• _Task details_
Rewrite all of the records below, switching every "SHOULD" to "MUST" and leaving everything else unchanged.
— Start Working data —
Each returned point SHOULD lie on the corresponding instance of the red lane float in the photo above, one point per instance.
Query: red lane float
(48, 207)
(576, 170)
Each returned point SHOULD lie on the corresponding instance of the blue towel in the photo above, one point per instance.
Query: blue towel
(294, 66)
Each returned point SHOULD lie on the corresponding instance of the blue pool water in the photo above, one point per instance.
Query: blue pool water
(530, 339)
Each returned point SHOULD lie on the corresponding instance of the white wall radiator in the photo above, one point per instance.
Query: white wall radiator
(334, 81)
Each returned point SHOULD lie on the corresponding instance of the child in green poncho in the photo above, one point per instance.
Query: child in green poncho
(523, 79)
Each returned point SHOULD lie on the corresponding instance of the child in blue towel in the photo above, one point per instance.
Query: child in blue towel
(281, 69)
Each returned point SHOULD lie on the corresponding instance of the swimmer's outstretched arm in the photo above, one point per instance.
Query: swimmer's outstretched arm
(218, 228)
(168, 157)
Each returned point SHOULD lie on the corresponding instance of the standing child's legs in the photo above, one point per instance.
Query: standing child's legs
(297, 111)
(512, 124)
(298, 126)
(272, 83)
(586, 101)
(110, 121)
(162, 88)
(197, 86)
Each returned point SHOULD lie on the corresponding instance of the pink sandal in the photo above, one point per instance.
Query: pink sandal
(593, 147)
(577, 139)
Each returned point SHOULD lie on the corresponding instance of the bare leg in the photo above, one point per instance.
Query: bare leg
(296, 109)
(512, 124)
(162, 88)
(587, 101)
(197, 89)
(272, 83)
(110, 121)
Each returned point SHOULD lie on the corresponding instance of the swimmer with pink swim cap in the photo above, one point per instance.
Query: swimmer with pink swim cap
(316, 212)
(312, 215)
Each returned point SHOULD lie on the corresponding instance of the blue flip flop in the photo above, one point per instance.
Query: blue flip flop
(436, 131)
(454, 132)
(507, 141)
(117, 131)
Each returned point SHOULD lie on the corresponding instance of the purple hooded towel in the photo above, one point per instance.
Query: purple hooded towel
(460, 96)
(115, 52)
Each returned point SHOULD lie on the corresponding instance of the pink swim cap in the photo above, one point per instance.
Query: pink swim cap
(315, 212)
— End Working data —
• _Exercise result_
Each returned point MUST lie on the corresponding instance of the red lane float in the photo above, one point per instance.
Query: red lane float
(48, 207)
(576, 170)
Each returned point MUST lie on the corresponding instance of the blue towel in the photo above, one point per instance.
Query: blue towel
(294, 66)
Each returned point MUST lie on the corresponding instance of the blue pool water in the photo above, one point per instance.
Query: blue pool water
(530, 339)
Each returned point MUST lie on the corresponding instance of the white wall radiator in the photo above, one point per instance.
Query: white wall radiator
(334, 81)
Each returned point MUST lie on the corresponding instance of the child in green poncho in the photo above, one point per instance.
Query: child in green poncho
(523, 79)
Each returned point MUST lie on the corresponding instance of the child in blue towel in the photo above, one point per instance.
Query: child in blue towel
(281, 69)
Each returned point MUST lie on the corresponding instance of the swimmer's outstretched arm in the photo above, one point per instance.
Query: swimmer's outstretched arm
(218, 228)
(168, 157)
Each returned point MUST lie on the corresponding instance of the standing child's legs in the photo above, one point per instance.
Query: standing child's legs
(297, 111)
(512, 124)
(298, 126)
(272, 83)
(586, 101)
(110, 121)
(162, 88)
(197, 86)
Each returned point MUST lie on the corresponding instance of the pink sandal in the photo above, one point per instance.
Query: pink sandal
(593, 147)
(577, 139)
Each returned point MUST lie on the corresponding instance of the bare leg in the photo above, one point per instance.
Query: bare leg
(296, 109)
(512, 124)
(162, 88)
(587, 101)
(197, 89)
(272, 83)
(110, 121)
Each returned point MUST lie on the corresponding instance of the swimmer with pink swim cap in the photo above, one point per instance.
Query: swimmer with pink swim cap
(316, 212)
(312, 215)
Each returned point MUST lie on the corresponding instance of the blue flip flop in the photo above, one point per instance.
Query: blue flip flop
(436, 131)
(454, 132)
(507, 141)
(117, 131)
Each returned point MUST lie on the corresponding instance of the purple hooded towel in the photo above, one point per instance.
Query: purple hooded towel
(460, 96)
(115, 52)
Each returned point MUST lie on the corresponding instance of the pink swim cap in the photo above, one point per instance.
Query: pink swim cap
(315, 212)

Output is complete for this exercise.